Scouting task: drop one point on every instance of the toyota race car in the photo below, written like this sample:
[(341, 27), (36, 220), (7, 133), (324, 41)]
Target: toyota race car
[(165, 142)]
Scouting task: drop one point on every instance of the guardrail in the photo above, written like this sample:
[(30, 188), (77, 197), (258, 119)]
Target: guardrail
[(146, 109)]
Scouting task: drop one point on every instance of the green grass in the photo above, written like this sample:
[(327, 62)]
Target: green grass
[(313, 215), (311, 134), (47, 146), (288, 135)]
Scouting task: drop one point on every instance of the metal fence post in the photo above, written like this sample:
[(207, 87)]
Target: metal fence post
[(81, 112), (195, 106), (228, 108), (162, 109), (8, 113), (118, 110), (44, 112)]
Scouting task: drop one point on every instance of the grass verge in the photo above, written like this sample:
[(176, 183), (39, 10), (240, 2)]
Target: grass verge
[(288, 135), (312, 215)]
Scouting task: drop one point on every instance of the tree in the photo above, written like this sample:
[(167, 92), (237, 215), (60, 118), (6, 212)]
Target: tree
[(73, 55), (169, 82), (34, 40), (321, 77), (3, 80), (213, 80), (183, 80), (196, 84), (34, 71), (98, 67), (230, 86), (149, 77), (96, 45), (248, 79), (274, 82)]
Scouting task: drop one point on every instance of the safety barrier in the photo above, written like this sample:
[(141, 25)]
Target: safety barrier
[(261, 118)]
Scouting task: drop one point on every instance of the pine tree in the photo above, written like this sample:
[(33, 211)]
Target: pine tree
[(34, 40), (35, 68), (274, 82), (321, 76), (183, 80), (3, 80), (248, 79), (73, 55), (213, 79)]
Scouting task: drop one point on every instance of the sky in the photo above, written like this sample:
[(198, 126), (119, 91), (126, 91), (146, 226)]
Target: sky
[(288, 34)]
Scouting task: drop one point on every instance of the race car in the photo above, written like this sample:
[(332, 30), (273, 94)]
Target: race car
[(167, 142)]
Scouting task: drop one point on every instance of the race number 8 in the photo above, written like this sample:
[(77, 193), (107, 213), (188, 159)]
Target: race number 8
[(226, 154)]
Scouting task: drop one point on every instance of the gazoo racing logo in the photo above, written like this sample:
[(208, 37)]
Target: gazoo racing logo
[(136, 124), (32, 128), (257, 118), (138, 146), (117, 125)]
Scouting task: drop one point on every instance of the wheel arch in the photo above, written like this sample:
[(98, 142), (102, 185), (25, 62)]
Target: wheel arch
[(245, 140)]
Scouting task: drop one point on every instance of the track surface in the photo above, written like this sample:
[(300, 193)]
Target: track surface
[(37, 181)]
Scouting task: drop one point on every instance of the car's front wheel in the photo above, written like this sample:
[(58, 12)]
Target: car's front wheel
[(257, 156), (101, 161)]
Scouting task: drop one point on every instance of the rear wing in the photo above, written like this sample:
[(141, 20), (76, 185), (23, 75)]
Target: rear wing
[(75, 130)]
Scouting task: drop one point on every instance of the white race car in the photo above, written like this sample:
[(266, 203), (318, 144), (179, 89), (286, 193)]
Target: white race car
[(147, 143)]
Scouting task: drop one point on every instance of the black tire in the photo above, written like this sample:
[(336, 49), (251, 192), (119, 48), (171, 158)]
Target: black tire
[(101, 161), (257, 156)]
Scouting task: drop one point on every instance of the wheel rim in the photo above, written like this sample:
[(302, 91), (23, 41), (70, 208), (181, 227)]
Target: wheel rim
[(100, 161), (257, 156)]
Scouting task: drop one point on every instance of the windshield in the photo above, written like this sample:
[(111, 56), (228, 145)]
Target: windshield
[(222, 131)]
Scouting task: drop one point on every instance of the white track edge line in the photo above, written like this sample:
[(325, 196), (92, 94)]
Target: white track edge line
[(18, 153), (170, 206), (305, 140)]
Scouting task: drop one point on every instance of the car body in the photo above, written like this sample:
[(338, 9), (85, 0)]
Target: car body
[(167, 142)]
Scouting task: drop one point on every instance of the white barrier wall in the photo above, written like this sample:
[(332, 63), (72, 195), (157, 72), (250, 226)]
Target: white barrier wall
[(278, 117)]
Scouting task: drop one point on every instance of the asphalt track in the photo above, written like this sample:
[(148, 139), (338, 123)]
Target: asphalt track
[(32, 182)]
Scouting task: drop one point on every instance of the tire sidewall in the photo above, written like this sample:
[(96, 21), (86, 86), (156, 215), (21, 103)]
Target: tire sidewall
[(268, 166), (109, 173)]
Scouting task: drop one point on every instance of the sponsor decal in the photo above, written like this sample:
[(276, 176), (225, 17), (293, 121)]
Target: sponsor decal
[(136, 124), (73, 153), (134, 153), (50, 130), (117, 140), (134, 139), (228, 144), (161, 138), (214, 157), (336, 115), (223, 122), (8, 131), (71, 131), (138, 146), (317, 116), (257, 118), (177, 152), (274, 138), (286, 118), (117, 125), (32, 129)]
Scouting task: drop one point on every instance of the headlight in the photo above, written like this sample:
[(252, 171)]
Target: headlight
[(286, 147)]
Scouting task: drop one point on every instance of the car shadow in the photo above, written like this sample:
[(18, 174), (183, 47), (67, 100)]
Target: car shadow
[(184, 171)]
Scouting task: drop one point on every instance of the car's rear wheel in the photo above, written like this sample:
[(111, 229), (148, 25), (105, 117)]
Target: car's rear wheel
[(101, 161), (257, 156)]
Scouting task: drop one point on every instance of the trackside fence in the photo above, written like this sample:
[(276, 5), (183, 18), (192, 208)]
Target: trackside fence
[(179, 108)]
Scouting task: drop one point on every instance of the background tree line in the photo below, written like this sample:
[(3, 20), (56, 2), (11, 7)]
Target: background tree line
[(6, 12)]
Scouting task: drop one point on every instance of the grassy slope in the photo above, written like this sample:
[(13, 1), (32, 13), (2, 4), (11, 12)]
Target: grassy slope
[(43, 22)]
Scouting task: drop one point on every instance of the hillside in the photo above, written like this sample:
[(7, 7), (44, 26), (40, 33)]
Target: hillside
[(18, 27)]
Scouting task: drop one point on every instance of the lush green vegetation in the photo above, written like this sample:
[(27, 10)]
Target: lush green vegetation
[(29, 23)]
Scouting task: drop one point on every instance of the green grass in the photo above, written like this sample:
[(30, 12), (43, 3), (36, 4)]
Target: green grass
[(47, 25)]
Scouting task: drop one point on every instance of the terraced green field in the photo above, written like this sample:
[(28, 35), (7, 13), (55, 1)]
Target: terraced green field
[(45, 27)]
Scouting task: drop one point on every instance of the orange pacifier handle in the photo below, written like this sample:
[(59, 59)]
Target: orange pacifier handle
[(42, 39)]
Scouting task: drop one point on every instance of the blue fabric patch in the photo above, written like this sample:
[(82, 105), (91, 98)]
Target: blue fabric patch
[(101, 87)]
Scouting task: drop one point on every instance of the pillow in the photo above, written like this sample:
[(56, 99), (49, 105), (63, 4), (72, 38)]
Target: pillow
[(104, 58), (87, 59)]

-=-=-

= Aufgabe =
Wandle die gesamte Auflistung oben in eine Markdown-Tabelle um, mit der fortlaufenden Zeilennummer in der Spalte „Nummer“ und dem Text der Zeile in der Spalte „Zeile“. Leerzeilen fallen weg.

= Erledigte Aufgabe =
| Nummer | Zeile |
|---|---|
| 1 | Scouting task: drop one point on every instance of the toyota race car in the photo below, written like this sample: |
| 2 | [(341, 27), (36, 220), (7, 133), (324, 41)] |
| 3 | Target: toyota race car |
| 4 | [(165, 142)] |
| 5 | Scouting task: drop one point on every instance of the guardrail in the photo above, written like this sample: |
| 6 | [(30, 188), (77, 197), (258, 119)] |
| 7 | Target: guardrail |
| 8 | [(146, 109)] |
| 9 | Scouting task: drop one point on every instance of the green grass in the photo above, written like this sample: |
| 10 | [(327, 62)] |
| 11 | Target: green grass |
| 12 | [(313, 215), (311, 134), (47, 146), (288, 135)] |
| 13 | Scouting task: drop one point on every instance of the metal fence post in the photo above, written like this sample: |
| 14 | [(207, 87)] |
| 15 | Target: metal fence post |
| 16 | [(81, 112), (195, 106), (228, 108), (162, 109), (8, 113), (118, 110), (44, 112)] |
| 17 | Scouting task: drop one point on every instance of the grass verge in the photo above, written like this sample: |
| 18 | [(176, 183), (39, 10), (240, 2)] |
| 19 | Target: grass verge |
| 20 | [(288, 135), (312, 215)] |
| 21 | Scouting task: drop one point on every instance of the tree in the photo above, written like this sample: |
| 22 | [(167, 92), (237, 215), (60, 118), (6, 212)] |
| 23 | Target: tree |
| 24 | [(73, 55), (169, 82), (34, 40), (321, 77), (3, 80), (213, 80), (183, 80), (196, 84), (34, 71), (98, 67), (230, 86), (149, 77), (96, 45), (248, 79), (274, 82)] |
| 25 | Scouting task: drop one point on every instance of the safety barrier in the photo above, written like this sample: |
| 26 | [(141, 25)] |
| 27 | Target: safety barrier |
| 28 | [(261, 118)] |
| 29 | Scouting task: drop one point on every instance of the pine tree in the photo above, written like this sample: |
| 30 | [(33, 211)] |
| 31 | Target: pine tree |
| 32 | [(34, 40), (35, 68), (274, 82), (321, 76), (183, 80), (3, 80), (248, 79), (73, 55), (213, 79)] |
| 33 | Scouting task: drop one point on every instance of the sky in the photo above, written like this sample: |
| 34 | [(198, 126), (119, 91), (126, 91), (146, 226)] |
| 35 | Target: sky |
| 36 | [(288, 34)] |
| 37 | Scouting task: drop one point on every instance of the race car in the photo above, written like this sample: |
| 38 | [(332, 30), (273, 94)] |
| 39 | Target: race car |
| 40 | [(167, 142)] |
| 41 | Scouting task: drop one point on every instance of the race number 8 in the photo above, written like this sample: |
| 42 | [(77, 193), (107, 213), (188, 159)] |
| 43 | Target: race number 8 |
| 44 | [(226, 154)] |
| 45 | Scouting task: drop one point on every instance of the gazoo racing logo in the photo above, written like this sample: |
| 46 | [(208, 37)] |
| 47 | Target: gazoo racing logo |
| 48 | [(136, 124), (32, 128), (257, 118), (138, 146), (117, 125)] |
| 49 | Scouting task: drop one point on every instance of the wheel arch in the photo above, written like this sample: |
| 50 | [(98, 142), (102, 185), (25, 62)] |
| 51 | Target: wheel arch |
| 52 | [(245, 140)] |
| 53 | Scouting task: drop one point on every instance of the track surface in the photo above, written like this sample: |
| 54 | [(300, 193)] |
| 55 | Target: track surface |
| 56 | [(37, 181)] |
| 57 | Scouting task: drop one point on every instance of the car's front wheel in the photo above, written like this sample: |
| 58 | [(58, 12)] |
| 59 | Target: car's front wheel |
| 60 | [(257, 156), (101, 161)] |
| 61 | Scouting task: drop one point on every instance of the rear wing in the photo above, written like this sample: |
| 62 | [(141, 20), (76, 185), (23, 75)] |
| 63 | Target: rear wing |
| 64 | [(75, 130)] |
| 65 | Scouting task: drop one point on every instance of the white race car in the photo above, written like this sample: |
| 66 | [(266, 203), (318, 144), (179, 89), (286, 193)] |
| 67 | Target: white race car |
| 68 | [(147, 143)] |
| 69 | Scouting task: drop one point on every instance of the black tire in the photo above, written like this sample: |
| 70 | [(336, 49), (251, 192), (119, 48), (171, 158)] |
| 71 | Target: black tire |
| 72 | [(101, 161), (257, 156)] |
| 73 | Scouting task: drop one point on every instance of the wheel rim in the photo above, written like this sample: |
| 74 | [(302, 91), (23, 41), (70, 208), (181, 227)] |
| 75 | Target: wheel rim |
| 76 | [(100, 161), (257, 156)] |
| 77 | Scouting task: drop one point on every instance of the windshield in the photo above, written like this sample: |
| 78 | [(111, 56), (228, 145)] |
| 79 | Target: windshield |
| 80 | [(222, 131)] |
| 81 | Scouting task: drop one point on every instance of the white track edge line in the photo above, written like this sample: |
| 82 | [(325, 196), (92, 94)] |
| 83 | Target: white track edge line |
| 84 | [(18, 153), (170, 206), (305, 140)] |
| 85 | Scouting task: drop one point on every instance of the car body in the photo above, written like this sample: |
| 86 | [(338, 9), (85, 0)] |
| 87 | Target: car body |
| 88 | [(167, 142)] |
| 89 | Scouting task: drop one point on every instance of the white barrier wall in the photo above, written like this sample: |
| 90 | [(332, 63), (72, 195), (157, 72), (250, 226)] |
| 91 | Target: white barrier wall |
| 92 | [(278, 117)] |
| 93 | Scouting task: drop one point on every instance of the asphalt track in the photo above, written like this sample: |
| 94 | [(148, 139), (338, 123)] |
| 95 | Target: asphalt track |
| 96 | [(32, 182)] |
| 97 | Scouting task: drop one point on every instance of the tire sidewall in the photo above, written like this sample: |
| 98 | [(96, 21), (86, 86), (156, 215), (21, 103)] |
| 99 | Target: tire sidewall |
| 100 | [(268, 166), (109, 173)] |
| 101 | Scouting task: drop one point on every instance of the sponsor decal in the photo above, written like this sample: |
| 102 | [(276, 176), (225, 17), (293, 121)] |
| 103 | Target: sponsor decal |
| 104 | [(136, 124), (73, 153), (134, 153), (50, 130), (117, 140), (134, 139), (228, 144), (161, 138), (214, 157), (336, 115), (223, 122), (8, 131), (71, 131), (138, 146), (317, 116), (257, 118), (177, 152), (274, 138), (286, 118), (117, 125), (32, 129)] |
| 105 | Scouting task: drop one point on every instance of the headlight in the photo above, written like this sample: |
| 106 | [(252, 171)] |
| 107 | Target: headlight |
| 108 | [(286, 147)] |
| 109 | Scouting task: drop one point on every instance of the car shadow in the photo above, written like this sample: |
| 110 | [(18, 174), (183, 47), (67, 100)] |
| 111 | Target: car shadow |
| 112 | [(184, 171)] |
| 113 | Scouting task: drop one point on every instance of the car's rear wheel in the photo above, written like this sample: |
| 114 | [(111, 229), (148, 25), (105, 117)] |
| 115 | Target: car's rear wheel |
| 116 | [(101, 161), (257, 156)] |
| 117 | Scouting task: drop one point on every instance of the trackside fence in the photo above, written like this sample: |
| 118 | [(276, 5), (183, 18), (192, 208)] |
| 119 | Target: trackside fence |
| 120 | [(179, 108)] |
| 121 | Scouting task: drop one point on every instance of the background tree line in the photo below, written like this sample: |
| 122 | [(3, 20), (56, 2), (11, 7)] |
| 123 | Target: background tree line |
| 124 | [(6, 12)] |
| 125 | Scouting task: drop one point on every instance of the grassy slope in the photo above, written like this sample: |
| 126 | [(13, 1), (32, 13), (2, 4), (11, 12)] |
| 127 | Target: grassy slope |
| 128 | [(43, 22)] |
| 129 | Scouting task: drop one point on every instance of the hillside in the photo above, written like this sample: |
| 130 | [(7, 7), (44, 26), (40, 33)] |
| 131 | Target: hillside |
| 132 | [(18, 27)] |
| 133 | Scouting task: drop one point on every instance of the lush green vegetation in the photo above, written like this sample: |
| 134 | [(27, 10)] |
| 135 | Target: lush green vegetation |
| 136 | [(29, 23)] |
| 137 | Scouting task: drop one point on every instance of the green grass in the photo above, written like this sample: |
| 138 | [(30, 12), (43, 3), (36, 4)] |
| 139 | Target: green grass |
| 140 | [(47, 25)] |
| 141 | Scouting task: drop one point on every instance of the terraced green field in the photo above, written like this sample: |
| 142 | [(28, 35), (7, 13), (55, 1)] |
| 143 | Target: terraced green field |
| 144 | [(45, 27)] |
| 145 | Scouting task: drop one point on every instance of the orange pacifier handle in the photo below, written like this sample: |
| 146 | [(59, 59)] |
| 147 | Target: orange pacifier handle |
| 148 | [(42, 39)] |
| 149 | Scouting task: drop one point on every instance of the blue fabric patch in the photo above, written like this sample: |
| 150 | [(82, 105), (91, 98)] |
| 151 | Target: blue fabric patch |
| 152 | [(101, 87)] |
| 153 | Scouting task: drop one point on every instance of the pillow in the photo above, written like this sample: |
| 154 | [(56, 99), (49, 105), (63, 4), (72, 38)] |
| 155 | Target: pillow |
| 156 | [(104, 58), (87, 59)] |